───── Page ─────

When are you going fully electric?

Can I ask why everything has to be a 'beater' of something else? In that comparison the Megane is nothing like an ID3. Just because cars are electric the reviewers seem to assume that they are all the same. Some people like suv's , some like hatches, some like saloons. etc, etc.


Come on now, there's no place for common sense on the internet
 
Figures for registrations are now out for February.

BEV up 196.3% YoY with 10,417 or 17.7% of total registrations, and PHEV are up 48.9% YoY to 4,677 or 7.9% of total registrations. YTD, so only 2 months and BEV is at 14.3% market share, and PHEV 7.9%. Obviously a low registration month as well, but in the top 5 cars were both the Tesla Model 3 and the Tesla Model Y.

Lets see what March brings with the new registrations, it could be well above 15%, possibly as high as 20% for BEV alone.
 
Spent a few days with the Mrs looking at Electric vehicles and trying to justify it to ourselves. We only have one child and don't really need anything more than a small suv type size and boot. But I just can't make the maths work no matter how much I try and lie to myself.

I do about 16,000 miles per year as she does about 6k now with working from home! So I spend about £150-200 a month on fuel. I will wait and look at the new Niro but she didn't like the EV6 at all and she liked the Kona, which although the boot is **** poor it's not like we will use it for shopping or holidays in this country. I really liked the drive, I was surprised tbh how much I enjoyed it.

───── Collected data ─────

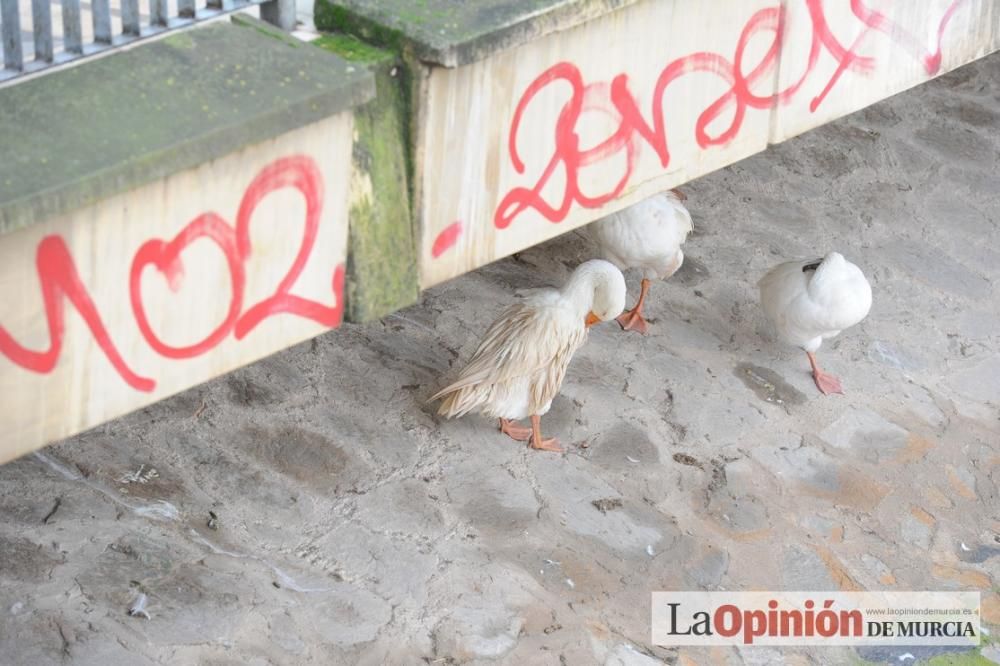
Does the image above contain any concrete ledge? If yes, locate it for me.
[0,23,374,233]
[314,0,638,67]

─────

What to work on:
1. Restate the electric car thread starting at "Figures for registrations" and ending at "lie to myself.", swapping "March" for "April".
2. Name every car model mentioned in the electric car thread.
3. Go on with the electric car thread from its last sentence.
The material isn't needed here.

Results of the exercise:
1.
Figures for registrations are now out for February.

BEV up 196.3% YoY with 10,417 or 17.7% of total registrations, and PHEV are up 48.9% YoY to 4,677 or 7.9% of total registrations. YTD, so only 2 months and BEV is at 14.3% market share, and PHEV 7.9%. Obviously a low registration month as well, but in the top 5 cars were both the Tesla Model 3 and the Tesla Model Y.

Lets see what April brings with the new registrations, it could be well above 15%, possibly as high as 20% for BEV alone.
 
Spent a few days with the Mrs looking at Electric vehicles and trying to justify it to ourselves. We only have one child and don't really need anything more than a small suv type size and boot. But I just can't make the maths work no matter how much I try and lie to myself.

2. Megane, ID3, Tesla Model 3, Tesla Model Y, Niro, EV6, Kona

3.
But still it's £12k more than best petrol version. It's a lot more and would take me a long while to spend that on fuel. Or looking at the depreciation rather than new cost the gap is still £7k. If I PCP'd it, well then it's a difference of £160 a month but that's not taking into account how much the charging would add to my electric bill. I haven't even looked at that yet. My sister has a BMW IX3 M sport and says she has worked her's out at £24 for 350 miles. What's the rough cost's per mile I would be looking at home charging? I just looked and I'm paying 19p kw/h.

We really liked the Enyak but in reality it's much bigger than I need and the leather in the model we looked at in the rear was pretty poor build quality.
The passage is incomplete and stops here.